[Records]
· · · · ·

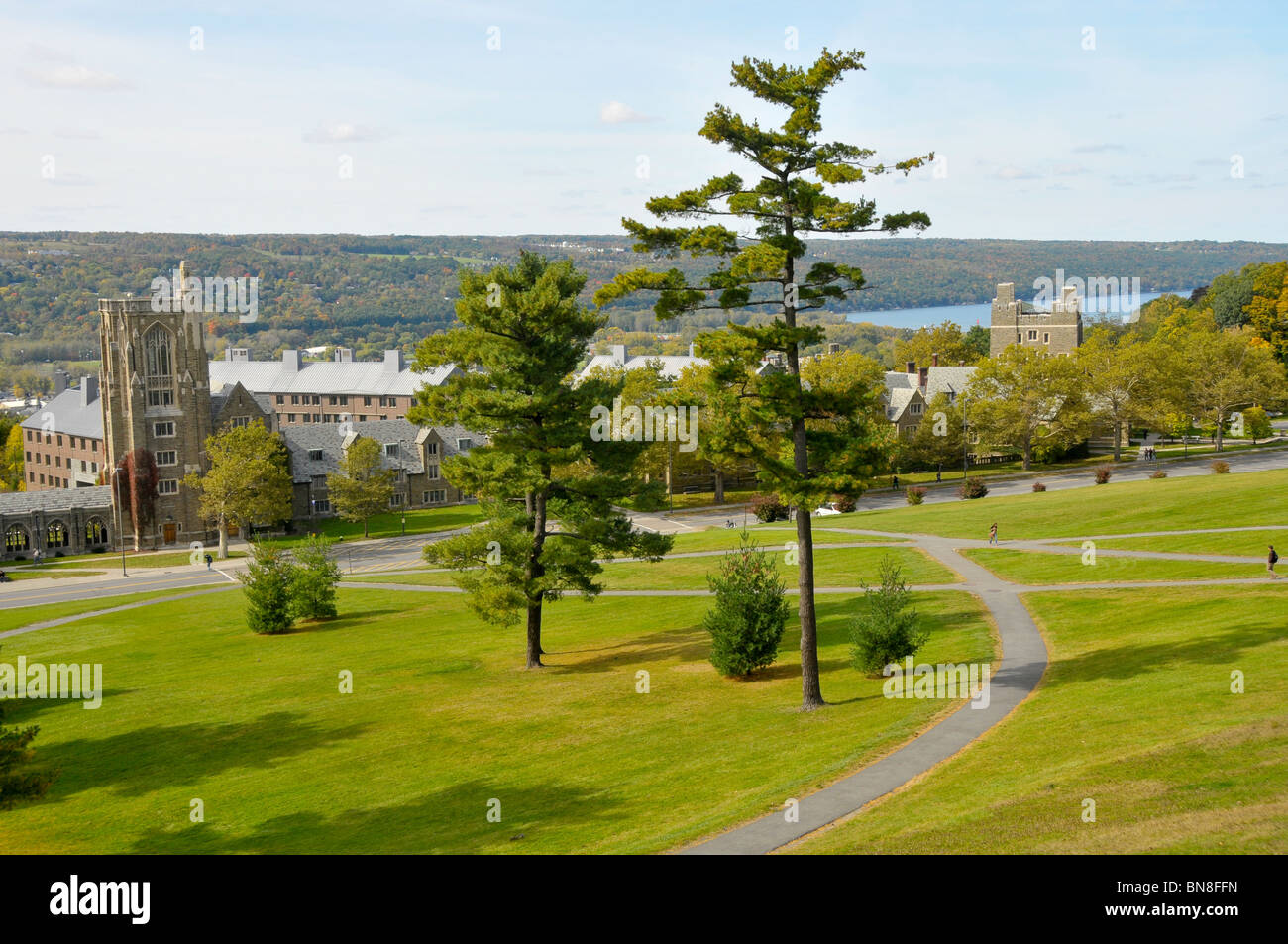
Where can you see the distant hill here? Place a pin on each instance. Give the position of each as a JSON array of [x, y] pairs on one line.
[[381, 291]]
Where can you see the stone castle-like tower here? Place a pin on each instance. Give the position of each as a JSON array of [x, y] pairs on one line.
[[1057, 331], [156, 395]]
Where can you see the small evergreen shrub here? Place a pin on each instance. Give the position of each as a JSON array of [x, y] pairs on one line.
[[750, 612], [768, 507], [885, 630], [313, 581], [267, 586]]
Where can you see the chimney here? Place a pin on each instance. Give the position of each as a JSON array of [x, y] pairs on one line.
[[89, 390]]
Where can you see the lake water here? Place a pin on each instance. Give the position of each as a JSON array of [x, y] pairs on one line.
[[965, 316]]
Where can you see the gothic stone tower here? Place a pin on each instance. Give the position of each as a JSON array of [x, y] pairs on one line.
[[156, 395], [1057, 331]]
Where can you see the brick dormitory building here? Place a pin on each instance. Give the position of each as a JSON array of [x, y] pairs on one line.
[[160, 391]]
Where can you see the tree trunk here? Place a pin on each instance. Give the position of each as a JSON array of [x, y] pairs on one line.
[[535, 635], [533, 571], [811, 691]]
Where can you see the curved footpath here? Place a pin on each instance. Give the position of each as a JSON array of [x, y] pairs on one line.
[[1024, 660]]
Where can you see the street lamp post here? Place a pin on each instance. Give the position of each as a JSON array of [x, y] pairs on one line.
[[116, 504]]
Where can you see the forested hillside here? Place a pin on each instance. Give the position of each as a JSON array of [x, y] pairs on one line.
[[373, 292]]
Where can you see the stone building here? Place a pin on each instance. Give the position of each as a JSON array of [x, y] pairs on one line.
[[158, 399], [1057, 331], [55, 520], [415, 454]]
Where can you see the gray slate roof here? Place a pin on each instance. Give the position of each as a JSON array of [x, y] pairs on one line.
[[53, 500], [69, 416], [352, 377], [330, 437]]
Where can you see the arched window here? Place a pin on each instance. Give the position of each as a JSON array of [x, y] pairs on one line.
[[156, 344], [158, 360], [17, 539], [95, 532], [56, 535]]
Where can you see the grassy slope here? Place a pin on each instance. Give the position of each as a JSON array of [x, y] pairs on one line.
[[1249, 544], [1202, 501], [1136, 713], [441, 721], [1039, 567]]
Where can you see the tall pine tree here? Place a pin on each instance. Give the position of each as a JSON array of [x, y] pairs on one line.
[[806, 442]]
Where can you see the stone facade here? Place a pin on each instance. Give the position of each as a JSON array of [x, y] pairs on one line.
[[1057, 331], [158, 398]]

· · · · ·

What you are asked to do =>
Copy the lines word for word, starting with the line that contains "Where can you see the grassy" and continuing through the last line.

The reply =>
Where can you see the grassy slope here? Place a pin on each instance. Give the position of each as a JSON array of [x, y] pairs on one line.
[[1249, 544], [1202, 501], [1136, 713], [441, 721], [1039, 567]]
Where can you see the tall pine tree here? Place a pin on each instance. Give the position of each as a JSON array of [x, y] pairs on one line.
[[806, 442]]
Where can you see the stone facade here? Place a pin on each instance. Give the position of each as a JSON array of [x, y] pairs on one line.
[[1057, 331], [158, 398]]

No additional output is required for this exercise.